--- ИСХОДНЫЙ ДОКУМЕНТ ---
Понятно, что большевистской власти, которая была сильна разве что марксистско-ленинским учением, истинность коего никакими средствами проверить оказалось невозможно, наука была необходима; для этой мертворожденной системы наука стала подлинной государственной силой. Но только – и это надо обязательно понять! – не российская (буржуазная), а советская наука.
Большевики (со своих позиций) поступили вполне логично: они вынудили бóльшую часть интеллектуальной элиты эмигрировать, некоторых из оставшихся (на всякий случай) расстреляли, наиболее «зловредных» в 1922 г. насильно выбросили из страны.
Уцелевшим работникам науки ничего другого не оставалось, как только вкрапиться в монолит уже чисто советской науки. А она вновь оказалась притащенной. Только в другом смысле, чем при Петре:
Ученые осознали практически мгновенно: отношение к науке и при Советской власти будет зависеть не от объективных потребностей страны, стремящейся к устойчивому экономическому и социальному развитию, а лишь от «идеологической прихоти» правящей партийной элиты да еще от часто меняющихся политических ориентиров.
--- НАБОР ЗАПИСЕЙ ---
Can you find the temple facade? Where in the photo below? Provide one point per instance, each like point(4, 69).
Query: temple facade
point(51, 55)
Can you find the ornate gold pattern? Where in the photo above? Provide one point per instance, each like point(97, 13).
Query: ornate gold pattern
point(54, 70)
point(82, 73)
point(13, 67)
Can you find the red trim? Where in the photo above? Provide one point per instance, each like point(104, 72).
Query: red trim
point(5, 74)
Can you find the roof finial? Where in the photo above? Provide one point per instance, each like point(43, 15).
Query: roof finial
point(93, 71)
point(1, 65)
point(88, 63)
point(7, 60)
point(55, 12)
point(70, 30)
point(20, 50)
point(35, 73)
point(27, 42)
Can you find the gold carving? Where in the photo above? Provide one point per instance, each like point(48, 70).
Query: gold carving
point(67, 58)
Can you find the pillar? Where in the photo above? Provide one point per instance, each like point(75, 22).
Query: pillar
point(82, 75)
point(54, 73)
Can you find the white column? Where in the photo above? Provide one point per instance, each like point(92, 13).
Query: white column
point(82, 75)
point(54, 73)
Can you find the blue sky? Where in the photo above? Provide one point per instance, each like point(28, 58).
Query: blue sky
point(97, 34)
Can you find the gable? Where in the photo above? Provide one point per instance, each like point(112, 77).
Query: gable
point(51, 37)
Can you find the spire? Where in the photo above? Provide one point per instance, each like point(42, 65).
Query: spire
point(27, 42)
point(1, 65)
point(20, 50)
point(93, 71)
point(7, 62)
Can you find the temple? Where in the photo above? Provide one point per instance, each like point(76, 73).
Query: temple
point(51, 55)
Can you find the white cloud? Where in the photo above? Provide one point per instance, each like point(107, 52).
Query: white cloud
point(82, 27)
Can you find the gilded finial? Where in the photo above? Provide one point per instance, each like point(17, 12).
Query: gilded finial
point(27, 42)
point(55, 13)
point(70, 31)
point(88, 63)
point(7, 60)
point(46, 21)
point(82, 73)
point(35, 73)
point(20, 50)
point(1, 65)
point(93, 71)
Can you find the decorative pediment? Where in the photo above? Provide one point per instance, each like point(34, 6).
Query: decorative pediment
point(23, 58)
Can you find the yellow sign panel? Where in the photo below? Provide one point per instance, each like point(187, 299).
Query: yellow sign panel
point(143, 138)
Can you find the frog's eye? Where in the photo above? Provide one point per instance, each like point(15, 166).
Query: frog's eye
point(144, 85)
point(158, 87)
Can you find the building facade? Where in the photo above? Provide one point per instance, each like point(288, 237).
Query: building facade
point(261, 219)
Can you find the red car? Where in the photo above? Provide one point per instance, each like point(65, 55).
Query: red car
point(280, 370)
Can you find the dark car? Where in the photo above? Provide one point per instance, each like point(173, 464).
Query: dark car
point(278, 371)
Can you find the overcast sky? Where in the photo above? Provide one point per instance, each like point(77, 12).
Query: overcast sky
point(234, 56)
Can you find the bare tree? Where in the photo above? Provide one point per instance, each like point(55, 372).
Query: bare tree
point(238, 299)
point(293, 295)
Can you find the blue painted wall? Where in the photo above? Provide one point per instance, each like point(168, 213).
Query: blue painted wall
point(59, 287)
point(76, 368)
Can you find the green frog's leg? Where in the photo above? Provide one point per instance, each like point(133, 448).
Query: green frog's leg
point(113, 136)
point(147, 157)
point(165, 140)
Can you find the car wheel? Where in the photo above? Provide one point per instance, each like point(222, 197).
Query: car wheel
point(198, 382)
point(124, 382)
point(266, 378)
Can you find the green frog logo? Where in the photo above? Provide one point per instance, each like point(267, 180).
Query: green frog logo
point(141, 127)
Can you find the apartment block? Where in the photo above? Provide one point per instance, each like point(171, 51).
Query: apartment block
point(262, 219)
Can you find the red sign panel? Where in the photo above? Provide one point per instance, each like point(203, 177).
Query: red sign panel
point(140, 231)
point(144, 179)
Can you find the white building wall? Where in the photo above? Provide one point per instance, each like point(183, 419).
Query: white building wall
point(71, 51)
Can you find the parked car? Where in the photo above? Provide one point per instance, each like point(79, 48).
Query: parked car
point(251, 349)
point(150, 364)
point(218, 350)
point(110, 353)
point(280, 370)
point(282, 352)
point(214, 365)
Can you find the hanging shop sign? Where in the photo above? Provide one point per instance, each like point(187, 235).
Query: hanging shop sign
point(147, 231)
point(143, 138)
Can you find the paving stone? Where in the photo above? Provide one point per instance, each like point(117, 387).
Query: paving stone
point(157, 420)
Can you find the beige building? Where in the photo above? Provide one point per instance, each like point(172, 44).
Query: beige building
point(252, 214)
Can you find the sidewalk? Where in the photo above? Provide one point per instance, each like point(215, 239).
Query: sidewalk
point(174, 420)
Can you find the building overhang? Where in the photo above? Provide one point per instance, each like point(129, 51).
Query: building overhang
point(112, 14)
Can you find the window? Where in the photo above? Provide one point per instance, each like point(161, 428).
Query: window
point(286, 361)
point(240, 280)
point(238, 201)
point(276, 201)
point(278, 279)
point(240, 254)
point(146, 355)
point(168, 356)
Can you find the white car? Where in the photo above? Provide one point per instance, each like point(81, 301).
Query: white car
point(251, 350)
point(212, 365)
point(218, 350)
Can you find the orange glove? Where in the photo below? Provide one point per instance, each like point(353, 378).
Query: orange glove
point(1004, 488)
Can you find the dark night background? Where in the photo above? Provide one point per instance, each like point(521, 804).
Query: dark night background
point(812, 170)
---
* ЧТО НУЖНО СДЕЛАТЬ *
a) Пожалуйста, повторите слово в слово отрывок текста о советской науке: от «Большевики (со своих» до «выбросили из страны.» включительно.
b) Подхватите текст о советской науке и продолжите его сразу после последнего предложения.

* ОТВЕТЫ *
a)
Большевики (со своих позиций) поступили вполне логично: они вынудили бóльшую часть интеллектуальной элиты эмигрировать, некоторых из оставшихся (на всякий случай) расстреляли, наиболее «зловредных» в 1922 г. насильно выбросили из страны.

b)
И в завершение вводного раздела книги – две цитаты. Первая из статьи математика А.М. Вершика: «В те, казалось бы, безнадежные по своей тусклости и тупиковости времена (70-е – начало 80-х годов XX века. – С.Р.) думалось, что если случится невероятное чудо и все советские институты – партия, цензура, органы – исчезнут, а Россия станет страной, открытой для мира, то страна, перенесшая столько несчастий в XX веке, вздохнет с облегчением. Вся окружающая жизнь, а ученого мира в особенности, подводила к такому выводу. Однако сейчас ясно: привычка жить по-советски укоренилась так глубоко, что порой кажется, что дух либерализма, который царил в те годы в некоторых кругах интеллигенции, так и не стал достоянием более широких слоев… Голос тех, кто в долгие годы немоты формировал зарождавшееся общественное мнение, сейчас так же тих и слаб, как и тогда. Ученых, диссидентов, либеральной интеллигенции и тех, кто мог бы считаться их наследниками, почти не слышно» [12].
И слава богу! О чем они могли бы сейчас шуметь? Не о чем им оповещать мир. Все и так хорошо известно.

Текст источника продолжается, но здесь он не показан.